Source passage:

##########

Yesterday I attended a memorial service. It was held at the same church where we memorialized my mom, and was attended by many of the same people. The same violinist played. The same platters of tiny sandwiches and bowls of punch were waiting for us in the same fellowship hall.
It was eerily, terribly familiar.
The service was for Betty Rosenbloom, one of my mom’s oldest friends. They were a few years apart in age, but grew up at Riverside Presbyterian Church together. In 1983, both my family and Betty’s family moved to Sherwood Road, across the street and a few doors down from each other.
Growing up, we had a very tight-knit street. In the evenings, neighbors would wander down to each other’s houses for visits that would stretch into the night. We kids would ride bikes, or play in the vacant lot, or watch Teenage Mutant Ninja Turtles.
Betty’s middle son, Hoyt, was in my grade, and her younger son Carter was around my brother’s age. I joke that my first co-ed sleepover was at the Rosenblooms, when my parents were there late one night and I fell asleep.
Hoyt and I are the same age. We went to the same church, the same schools, and even rowed on the crew team together. We were always friendly, but never friends. I have tried to explain it to Jason, and the best I can come up with is, “We were children together.” We grew up in the same time and place.
Betty and mom frequently served as team chaperones on our many crew trips in high school.
Betty and Percy were close to my parents, and felt like a second set of parents to me. When my father was diagnosed with kidney cancer, mom and I immediately drove to the Rosenblooms’ to research the disease online and discuss strategy. Percy delivered a eulogy at my father’s funeral.
Betty collected rescue animals and re-homed them. In 2013, she collected an elderly Boston Terrier named Boots, who came to live with us here in Tallahassee.
Betty was diagnosed with leukemia within months of my mom being diagnosed with her brain tumor. We joked about them getting adjoining rooms at the Mayo Clinic. Betty was in and out of the hospital over the last years of mom’s life, and the Rosenblooms came to visit mom in Tallahassee – together and separately. Betty was not able to come to mom’s funeral, and I still remember how upset she was on the phone when she told me.
When she died last week, I finally began to experience what everyone else must have felt when my parents died. It was a terrible shock. Because I live a few hours away, I had to make do with updates from her friends. I didn’t want to bother the family. I thought about them almost constantly. I wept for them.
I had a hard time making it through her memorial service. I felt so many layers of grief – for Betty, for my mom, even for my dad. The service took place one day after the fifteenth anniversary of his death, and the sanctuary was packed – just like for his service.
I wish I could say I have learned the magic formula for getting through such a terrible loss. But I find myself utterly unprepared. It’s weird and uncomfortable to be on this side of a death. I don’t know what to do, or say, and I find myself uttering the same trite phrases I heard over and over just seven month ago.
I find myself with a whole new set of awful skills to learn.

##########

(Recorded data)

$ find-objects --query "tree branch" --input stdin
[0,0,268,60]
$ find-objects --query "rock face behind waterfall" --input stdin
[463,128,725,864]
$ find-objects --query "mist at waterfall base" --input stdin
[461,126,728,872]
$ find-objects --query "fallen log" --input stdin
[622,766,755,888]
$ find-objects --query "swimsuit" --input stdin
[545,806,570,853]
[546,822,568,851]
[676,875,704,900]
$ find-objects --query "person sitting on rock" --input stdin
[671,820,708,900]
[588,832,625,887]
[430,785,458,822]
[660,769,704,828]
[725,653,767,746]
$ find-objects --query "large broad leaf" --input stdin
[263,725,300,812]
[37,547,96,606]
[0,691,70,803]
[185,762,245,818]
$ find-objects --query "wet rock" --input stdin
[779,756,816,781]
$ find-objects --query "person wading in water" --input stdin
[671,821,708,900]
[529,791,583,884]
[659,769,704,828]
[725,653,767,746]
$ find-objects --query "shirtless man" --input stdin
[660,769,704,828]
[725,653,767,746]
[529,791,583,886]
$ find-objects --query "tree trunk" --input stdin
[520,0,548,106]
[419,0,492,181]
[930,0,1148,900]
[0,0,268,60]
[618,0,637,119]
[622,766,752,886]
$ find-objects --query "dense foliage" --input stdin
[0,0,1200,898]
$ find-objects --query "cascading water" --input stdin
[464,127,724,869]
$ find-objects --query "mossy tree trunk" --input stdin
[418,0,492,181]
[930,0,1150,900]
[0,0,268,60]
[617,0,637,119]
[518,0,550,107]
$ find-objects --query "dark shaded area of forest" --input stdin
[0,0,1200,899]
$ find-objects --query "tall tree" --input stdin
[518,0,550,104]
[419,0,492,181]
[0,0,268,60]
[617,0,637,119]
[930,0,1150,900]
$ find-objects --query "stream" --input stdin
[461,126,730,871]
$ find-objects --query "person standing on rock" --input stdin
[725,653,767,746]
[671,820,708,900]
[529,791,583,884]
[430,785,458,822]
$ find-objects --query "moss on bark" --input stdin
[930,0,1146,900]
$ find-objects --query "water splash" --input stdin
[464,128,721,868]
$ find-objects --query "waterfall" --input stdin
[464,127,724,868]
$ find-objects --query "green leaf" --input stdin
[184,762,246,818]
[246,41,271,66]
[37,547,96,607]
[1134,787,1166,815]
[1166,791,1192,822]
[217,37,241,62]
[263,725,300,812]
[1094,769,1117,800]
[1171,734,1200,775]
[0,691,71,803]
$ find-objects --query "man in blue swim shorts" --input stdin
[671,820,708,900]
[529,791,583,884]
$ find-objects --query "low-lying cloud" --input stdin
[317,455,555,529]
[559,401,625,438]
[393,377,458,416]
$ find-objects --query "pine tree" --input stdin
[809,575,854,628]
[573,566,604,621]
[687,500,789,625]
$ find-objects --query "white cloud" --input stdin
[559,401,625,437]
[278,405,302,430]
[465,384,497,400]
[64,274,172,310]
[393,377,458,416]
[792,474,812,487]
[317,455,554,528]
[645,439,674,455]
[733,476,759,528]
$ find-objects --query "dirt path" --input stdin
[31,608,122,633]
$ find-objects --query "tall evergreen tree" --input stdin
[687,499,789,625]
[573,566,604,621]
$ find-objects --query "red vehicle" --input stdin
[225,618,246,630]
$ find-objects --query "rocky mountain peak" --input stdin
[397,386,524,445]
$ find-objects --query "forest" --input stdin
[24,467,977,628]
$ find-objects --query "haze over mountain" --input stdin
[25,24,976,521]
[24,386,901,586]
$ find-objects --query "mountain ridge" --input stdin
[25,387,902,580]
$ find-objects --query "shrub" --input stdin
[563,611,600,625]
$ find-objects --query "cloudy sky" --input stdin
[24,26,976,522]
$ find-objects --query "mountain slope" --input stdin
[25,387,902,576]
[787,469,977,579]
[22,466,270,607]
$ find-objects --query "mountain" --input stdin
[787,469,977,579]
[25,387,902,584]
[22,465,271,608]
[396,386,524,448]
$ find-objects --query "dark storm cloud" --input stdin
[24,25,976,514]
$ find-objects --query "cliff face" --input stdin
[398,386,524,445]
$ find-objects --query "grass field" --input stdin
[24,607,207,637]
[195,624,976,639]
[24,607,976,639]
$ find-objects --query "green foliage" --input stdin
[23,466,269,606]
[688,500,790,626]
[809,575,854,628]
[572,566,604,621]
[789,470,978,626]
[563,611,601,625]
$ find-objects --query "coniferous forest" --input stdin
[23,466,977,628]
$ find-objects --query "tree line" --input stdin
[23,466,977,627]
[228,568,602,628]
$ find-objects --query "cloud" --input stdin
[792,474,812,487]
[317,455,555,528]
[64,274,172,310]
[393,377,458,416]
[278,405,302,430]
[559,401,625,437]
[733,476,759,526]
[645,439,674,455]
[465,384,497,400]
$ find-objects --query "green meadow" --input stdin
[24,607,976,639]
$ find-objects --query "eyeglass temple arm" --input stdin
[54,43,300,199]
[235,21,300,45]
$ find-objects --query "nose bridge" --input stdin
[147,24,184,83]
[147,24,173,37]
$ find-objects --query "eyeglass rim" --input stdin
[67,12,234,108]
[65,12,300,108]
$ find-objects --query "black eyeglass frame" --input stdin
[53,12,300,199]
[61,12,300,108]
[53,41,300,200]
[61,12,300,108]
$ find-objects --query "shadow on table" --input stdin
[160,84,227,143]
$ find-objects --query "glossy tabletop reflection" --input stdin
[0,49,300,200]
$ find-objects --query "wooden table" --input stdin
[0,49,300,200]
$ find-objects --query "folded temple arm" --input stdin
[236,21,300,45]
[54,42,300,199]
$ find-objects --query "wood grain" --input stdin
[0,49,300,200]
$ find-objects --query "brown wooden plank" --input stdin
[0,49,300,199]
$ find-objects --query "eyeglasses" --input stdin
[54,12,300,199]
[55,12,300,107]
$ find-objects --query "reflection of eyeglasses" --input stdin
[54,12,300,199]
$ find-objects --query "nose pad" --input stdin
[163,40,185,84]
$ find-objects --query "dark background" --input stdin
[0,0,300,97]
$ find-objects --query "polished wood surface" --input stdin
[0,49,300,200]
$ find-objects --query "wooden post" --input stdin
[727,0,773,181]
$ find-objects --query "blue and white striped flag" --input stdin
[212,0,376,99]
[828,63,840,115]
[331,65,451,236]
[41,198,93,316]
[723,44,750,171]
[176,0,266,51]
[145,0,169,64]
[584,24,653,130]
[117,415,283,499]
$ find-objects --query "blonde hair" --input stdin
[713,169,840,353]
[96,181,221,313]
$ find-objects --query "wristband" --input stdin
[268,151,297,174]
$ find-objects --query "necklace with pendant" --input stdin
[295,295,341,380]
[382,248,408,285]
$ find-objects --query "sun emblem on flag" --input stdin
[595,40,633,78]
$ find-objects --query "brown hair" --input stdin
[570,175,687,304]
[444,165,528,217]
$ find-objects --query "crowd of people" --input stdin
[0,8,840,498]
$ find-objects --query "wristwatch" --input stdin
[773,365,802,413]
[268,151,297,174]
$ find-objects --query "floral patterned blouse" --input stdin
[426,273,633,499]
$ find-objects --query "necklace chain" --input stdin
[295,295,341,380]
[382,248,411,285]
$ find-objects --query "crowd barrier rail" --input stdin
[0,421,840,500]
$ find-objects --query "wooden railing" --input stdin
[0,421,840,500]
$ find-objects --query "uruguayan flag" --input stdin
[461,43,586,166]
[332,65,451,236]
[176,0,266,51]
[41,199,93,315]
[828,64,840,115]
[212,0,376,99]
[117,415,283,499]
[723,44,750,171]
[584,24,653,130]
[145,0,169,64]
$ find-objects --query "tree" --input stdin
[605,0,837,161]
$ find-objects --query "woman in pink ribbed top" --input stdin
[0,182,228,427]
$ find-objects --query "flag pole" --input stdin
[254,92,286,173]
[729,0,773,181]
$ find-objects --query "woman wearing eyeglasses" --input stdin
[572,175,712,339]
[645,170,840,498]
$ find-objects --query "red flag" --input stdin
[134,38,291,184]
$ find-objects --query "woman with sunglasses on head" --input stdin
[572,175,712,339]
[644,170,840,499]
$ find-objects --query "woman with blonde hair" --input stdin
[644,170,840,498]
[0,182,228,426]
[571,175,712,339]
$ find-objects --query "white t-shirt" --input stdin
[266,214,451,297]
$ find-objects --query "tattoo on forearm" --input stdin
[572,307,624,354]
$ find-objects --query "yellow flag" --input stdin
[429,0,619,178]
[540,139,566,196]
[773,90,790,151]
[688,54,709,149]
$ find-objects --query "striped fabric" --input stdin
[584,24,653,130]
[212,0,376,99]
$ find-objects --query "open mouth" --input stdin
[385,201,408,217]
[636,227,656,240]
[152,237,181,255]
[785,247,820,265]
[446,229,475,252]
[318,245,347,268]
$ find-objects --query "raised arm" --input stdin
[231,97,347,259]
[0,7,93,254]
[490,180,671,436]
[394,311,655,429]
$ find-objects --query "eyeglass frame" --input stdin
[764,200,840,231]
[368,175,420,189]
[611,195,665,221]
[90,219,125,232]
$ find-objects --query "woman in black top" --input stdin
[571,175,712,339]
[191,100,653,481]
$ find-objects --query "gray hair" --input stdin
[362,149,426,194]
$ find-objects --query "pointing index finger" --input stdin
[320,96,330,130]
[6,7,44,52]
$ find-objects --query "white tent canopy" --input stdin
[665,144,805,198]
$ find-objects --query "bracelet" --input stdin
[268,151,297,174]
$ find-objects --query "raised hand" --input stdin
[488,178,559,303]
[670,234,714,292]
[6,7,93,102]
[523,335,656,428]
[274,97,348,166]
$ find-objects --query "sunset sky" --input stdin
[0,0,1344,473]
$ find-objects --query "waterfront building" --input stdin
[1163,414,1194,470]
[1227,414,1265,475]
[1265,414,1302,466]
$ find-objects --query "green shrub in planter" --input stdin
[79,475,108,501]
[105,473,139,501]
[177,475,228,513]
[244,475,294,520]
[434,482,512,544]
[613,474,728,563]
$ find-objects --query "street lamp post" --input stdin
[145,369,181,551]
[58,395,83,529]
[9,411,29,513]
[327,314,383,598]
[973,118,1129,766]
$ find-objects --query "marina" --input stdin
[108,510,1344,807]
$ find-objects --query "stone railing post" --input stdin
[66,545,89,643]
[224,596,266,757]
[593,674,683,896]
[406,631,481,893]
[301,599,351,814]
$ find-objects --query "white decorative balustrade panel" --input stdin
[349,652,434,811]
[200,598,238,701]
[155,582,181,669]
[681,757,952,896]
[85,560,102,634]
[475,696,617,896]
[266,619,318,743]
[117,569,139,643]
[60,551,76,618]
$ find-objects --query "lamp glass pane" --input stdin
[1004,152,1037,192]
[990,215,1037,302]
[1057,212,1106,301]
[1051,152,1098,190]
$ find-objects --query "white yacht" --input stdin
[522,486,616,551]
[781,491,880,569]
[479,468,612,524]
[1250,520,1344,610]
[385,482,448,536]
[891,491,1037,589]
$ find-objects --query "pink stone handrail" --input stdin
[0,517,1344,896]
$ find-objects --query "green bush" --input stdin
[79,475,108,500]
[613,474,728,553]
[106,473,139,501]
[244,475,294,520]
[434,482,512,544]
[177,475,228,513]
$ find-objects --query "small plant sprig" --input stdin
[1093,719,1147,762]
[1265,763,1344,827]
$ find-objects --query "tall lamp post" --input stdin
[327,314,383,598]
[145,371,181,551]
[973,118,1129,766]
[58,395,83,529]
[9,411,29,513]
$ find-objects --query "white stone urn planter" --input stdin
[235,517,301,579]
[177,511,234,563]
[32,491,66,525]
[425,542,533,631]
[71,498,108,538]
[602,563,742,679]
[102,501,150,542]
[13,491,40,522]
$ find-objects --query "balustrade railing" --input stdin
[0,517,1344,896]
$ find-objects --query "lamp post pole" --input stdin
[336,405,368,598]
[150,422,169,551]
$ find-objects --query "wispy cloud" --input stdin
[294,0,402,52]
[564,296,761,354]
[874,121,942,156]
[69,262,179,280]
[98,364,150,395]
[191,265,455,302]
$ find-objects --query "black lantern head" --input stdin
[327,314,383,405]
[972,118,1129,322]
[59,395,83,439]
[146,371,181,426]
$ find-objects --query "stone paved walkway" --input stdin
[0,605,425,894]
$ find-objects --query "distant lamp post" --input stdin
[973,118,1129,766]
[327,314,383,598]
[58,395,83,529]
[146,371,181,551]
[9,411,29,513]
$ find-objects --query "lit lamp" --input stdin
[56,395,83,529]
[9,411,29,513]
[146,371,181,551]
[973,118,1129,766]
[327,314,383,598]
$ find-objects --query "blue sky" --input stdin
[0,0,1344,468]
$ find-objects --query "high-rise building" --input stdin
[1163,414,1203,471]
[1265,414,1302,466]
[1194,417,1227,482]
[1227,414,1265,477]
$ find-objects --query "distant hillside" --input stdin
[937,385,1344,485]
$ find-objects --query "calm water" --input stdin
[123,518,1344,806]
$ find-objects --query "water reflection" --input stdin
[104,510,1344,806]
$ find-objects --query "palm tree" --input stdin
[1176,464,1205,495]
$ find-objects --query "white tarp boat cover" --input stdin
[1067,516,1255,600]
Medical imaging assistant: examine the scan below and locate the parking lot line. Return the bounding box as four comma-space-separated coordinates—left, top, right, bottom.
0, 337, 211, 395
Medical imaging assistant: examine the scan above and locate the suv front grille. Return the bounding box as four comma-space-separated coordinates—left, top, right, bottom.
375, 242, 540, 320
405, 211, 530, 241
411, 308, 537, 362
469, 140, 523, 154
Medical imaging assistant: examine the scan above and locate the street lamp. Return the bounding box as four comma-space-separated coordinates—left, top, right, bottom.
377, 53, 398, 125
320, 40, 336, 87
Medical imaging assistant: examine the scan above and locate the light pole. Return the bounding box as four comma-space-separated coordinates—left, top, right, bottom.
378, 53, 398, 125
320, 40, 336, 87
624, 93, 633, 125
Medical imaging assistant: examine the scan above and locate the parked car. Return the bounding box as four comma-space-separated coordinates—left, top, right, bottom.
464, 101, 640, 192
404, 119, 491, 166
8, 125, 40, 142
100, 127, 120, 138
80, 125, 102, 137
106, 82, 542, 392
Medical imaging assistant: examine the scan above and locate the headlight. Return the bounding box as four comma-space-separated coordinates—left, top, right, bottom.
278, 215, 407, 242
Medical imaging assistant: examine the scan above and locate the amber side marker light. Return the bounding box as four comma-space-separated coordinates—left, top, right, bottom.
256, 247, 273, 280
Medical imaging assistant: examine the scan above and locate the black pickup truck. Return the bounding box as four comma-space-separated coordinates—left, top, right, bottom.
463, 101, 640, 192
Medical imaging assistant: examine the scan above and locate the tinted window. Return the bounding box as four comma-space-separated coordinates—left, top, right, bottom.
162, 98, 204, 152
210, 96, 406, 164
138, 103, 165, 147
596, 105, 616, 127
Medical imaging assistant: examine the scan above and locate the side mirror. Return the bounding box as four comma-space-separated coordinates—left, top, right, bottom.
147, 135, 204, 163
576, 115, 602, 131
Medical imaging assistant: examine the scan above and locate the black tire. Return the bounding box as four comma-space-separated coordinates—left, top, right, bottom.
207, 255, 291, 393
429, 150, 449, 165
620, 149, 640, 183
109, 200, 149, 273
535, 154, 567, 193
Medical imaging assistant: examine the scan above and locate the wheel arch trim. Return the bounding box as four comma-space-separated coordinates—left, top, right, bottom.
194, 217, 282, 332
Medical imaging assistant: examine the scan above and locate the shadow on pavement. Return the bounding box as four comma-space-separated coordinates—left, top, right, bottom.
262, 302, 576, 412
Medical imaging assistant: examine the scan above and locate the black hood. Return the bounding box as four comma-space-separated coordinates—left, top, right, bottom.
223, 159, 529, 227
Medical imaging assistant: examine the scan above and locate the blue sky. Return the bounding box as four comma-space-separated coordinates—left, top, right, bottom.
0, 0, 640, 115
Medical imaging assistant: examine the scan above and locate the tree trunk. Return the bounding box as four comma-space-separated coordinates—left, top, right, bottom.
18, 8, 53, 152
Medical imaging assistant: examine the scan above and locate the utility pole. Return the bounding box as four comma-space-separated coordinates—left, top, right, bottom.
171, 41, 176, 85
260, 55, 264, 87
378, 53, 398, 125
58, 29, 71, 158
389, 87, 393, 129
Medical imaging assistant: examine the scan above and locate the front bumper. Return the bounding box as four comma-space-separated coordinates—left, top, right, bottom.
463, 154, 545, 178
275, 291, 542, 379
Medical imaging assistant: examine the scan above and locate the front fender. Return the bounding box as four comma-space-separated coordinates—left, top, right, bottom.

##########

The task: According to the memorial essay, in what year did both families move to Sherwood Road?

Response to the exercise: 1983